### Requirements
Convert the material below into a JSON array of strings, one string per line, with blank lines dropped. Leave the pictures out of the output.

### Supplied records
^^^^

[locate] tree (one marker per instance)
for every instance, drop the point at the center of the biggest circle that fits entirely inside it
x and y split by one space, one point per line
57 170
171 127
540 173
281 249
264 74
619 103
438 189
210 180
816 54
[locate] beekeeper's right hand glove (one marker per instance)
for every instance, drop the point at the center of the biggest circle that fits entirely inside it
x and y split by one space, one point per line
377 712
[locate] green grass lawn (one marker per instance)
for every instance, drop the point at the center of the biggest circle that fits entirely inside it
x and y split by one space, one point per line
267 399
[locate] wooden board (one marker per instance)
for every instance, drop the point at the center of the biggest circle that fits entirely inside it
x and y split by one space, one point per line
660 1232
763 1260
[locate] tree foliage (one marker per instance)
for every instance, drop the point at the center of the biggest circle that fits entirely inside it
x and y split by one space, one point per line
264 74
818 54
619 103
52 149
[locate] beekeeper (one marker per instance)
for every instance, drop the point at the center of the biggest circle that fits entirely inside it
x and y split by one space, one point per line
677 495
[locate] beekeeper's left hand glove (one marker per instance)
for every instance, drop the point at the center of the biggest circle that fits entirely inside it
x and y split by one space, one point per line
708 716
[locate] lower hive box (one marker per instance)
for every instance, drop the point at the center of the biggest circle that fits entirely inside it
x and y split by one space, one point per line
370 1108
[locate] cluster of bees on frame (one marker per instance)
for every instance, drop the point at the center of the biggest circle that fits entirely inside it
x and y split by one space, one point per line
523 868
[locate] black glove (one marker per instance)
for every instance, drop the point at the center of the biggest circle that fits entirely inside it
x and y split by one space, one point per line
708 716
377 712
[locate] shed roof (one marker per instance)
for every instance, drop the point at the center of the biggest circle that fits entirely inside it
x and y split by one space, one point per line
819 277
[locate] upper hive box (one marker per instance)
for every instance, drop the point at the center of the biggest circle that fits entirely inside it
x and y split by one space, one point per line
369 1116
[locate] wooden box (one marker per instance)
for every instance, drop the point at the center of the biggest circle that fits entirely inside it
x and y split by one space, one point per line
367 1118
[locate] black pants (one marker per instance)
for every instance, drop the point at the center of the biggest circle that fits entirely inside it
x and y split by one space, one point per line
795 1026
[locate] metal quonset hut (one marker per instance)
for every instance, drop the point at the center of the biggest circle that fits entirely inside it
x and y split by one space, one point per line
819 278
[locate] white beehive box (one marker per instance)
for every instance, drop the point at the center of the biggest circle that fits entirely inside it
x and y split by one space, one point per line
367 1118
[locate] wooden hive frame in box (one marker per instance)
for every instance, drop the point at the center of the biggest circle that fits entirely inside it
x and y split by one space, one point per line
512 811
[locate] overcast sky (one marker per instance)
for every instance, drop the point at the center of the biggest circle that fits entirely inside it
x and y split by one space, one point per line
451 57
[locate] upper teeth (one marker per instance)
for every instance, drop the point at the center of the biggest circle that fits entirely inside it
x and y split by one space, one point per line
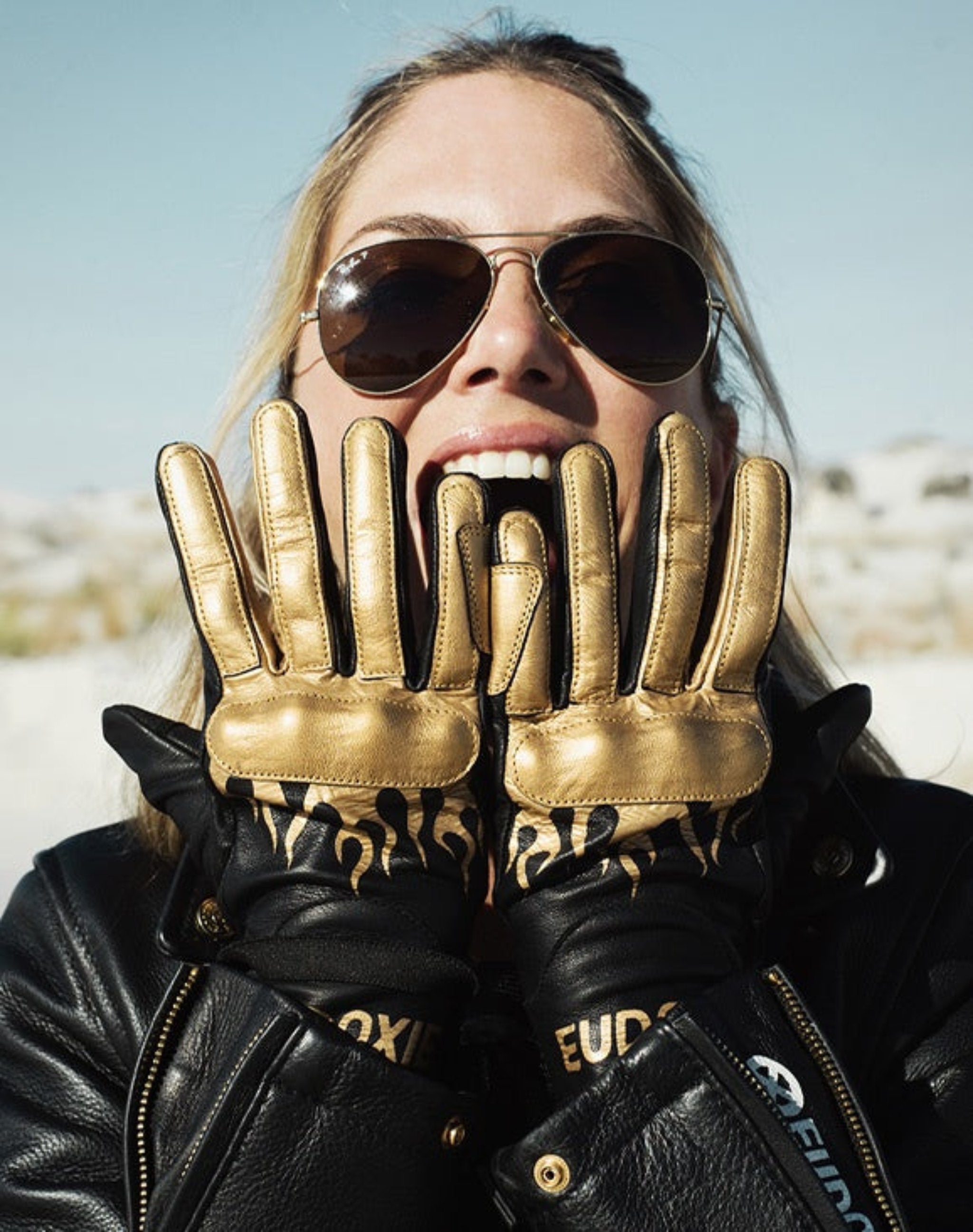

^^^^

### Worked answer
[
  "[locate] tree (one marker per instance)",
  "for every instance, drop the point at the center of the biggest circle that fits entirely inside it",
  "x and y split by one space, one point per line",
  "57 170",
  "171 127",
  "540 173",
  "281 249",
  "264 74",
  "619 103",
  "438 189",
  "210 180",
  "816 54",
  "[locate] beekeeper's right hand glove (one marker per instance)",
  "for every instance, drop the point at the center of the biggest circle that fits entirely inside it",
  "x and y split by one space, one point per line",
  "377 712",
  "[locate] green grass lawn (one marker per instance)",
  "for every instance, drop the point at the center of the biggest circle that fits entirely inside it",
  "x and y split by one space, one point per line",
  "267 399",
  "[locate] wooden board (one marker per instance)",
  "for every instance, drop the point at the center of the biggest circle that fits entirely inside it",
  "x and y split by one space, one point per line",
  "660 1232",
  "763 1260",
  "[locate] tree foliage (one marker per instance)",
  "for every instance, drop the point at the center of the biggest circle that fits entirely inside it",
  "x and y split by one space, one point per line",
  "264 74",
  "818 54",
  "619 103",
  "52 149",
  "[locate] beekeeper (one marker per instance)",
  "for every instance, drop the point at the center of the biggest circle that fits entirely inside it",
  "x and y split by one space, one point per line",
  "677 495",
  "[locate] beekeeper's left hand glove (one marker per instance)",
  "for every instance, drop the point at the center of the biggest circle that fits entirely inside it",
  "x and y split by one space, one point per line",
  "708 716",
  "[locate] lower hive box (one marker per instance)",
  "for every instance, drop the point at the center of the biggest circle that fits entirely inside it",
  "x and y split by one space, one point per line",
  "370 1108",
  "[locate] cluster of bees on frame (one marker per instance)",
  "for every instance, drop the point at the center of the biggest circle that fits entirely inside it",
  "x and y split by one space, one point per line",
  "523 868",
  "[locate] black glove (one marker per instance)",
  "for every instance, drop the point at the center of the biggest circle that fits entirely inside it",
  "x and y split by one space, one point per line",
  "708 716",
  "377 712",
  "[locate] shed roof (one marker per instance)",
  "for every instance, drop the point at the center of the biggest circle that fits entirely inside it",
  "x and y split by one space, one point per line",
  "819 277",
  "[locate] upper hive box (one marker per instance)",
  "for every instance, drop the point at the center of the biggest circle that fits entirely inside it",
  "x and y split by one space, one point per line",
  "369 1116",
  "[locate] wooden box (one marker per instance)",
  "for every instance, drop the point at the center of the biggest circle that fits entirely inside it",
  "x and y split by one space, one point per line",
  "367 1118",
  "[locate] black pants (one marker per instance)",
  "for every instance, drop the point at the center of the biggest circle that fits entirely inside it",
  "x and y split by one space, one point per line",
  "795 1026",
  "[locate] metal quonset hut (one marker per instance)",
  "for every instance, drop the point at the center of the biggest circle that fits entirely inside it",
  "x and y split by one space, one point per line",
  "819 278",
  "[locate] white beehive box (one marker per instance)",
  "for every instance, drop the point at the center of the biggest circle that fits entirely inside it",
  "x and y split by one space, one point per line",
  "367 1118",
  "[locate] wooden hive frame in box (one marker per instance)",
  "for every instance, drop the point at the center of the biggest circle that fits entirely inside it",
  "x and y split by one space, one point per line",
  "512 811",
  "[locate] overcast sky (one marker per instance)",
  "for every instance, drop the point at the center of the biggest circle that fits entirely inside it",
  "x and y split by one space, one point per line",
  "451 57",
  "[locate] upper teeth (one marker per instance)",
  "for every instance, drop the point at the center of the biggest circle that fits entirely inside it",
  "x and y split by one space, one point per line"
]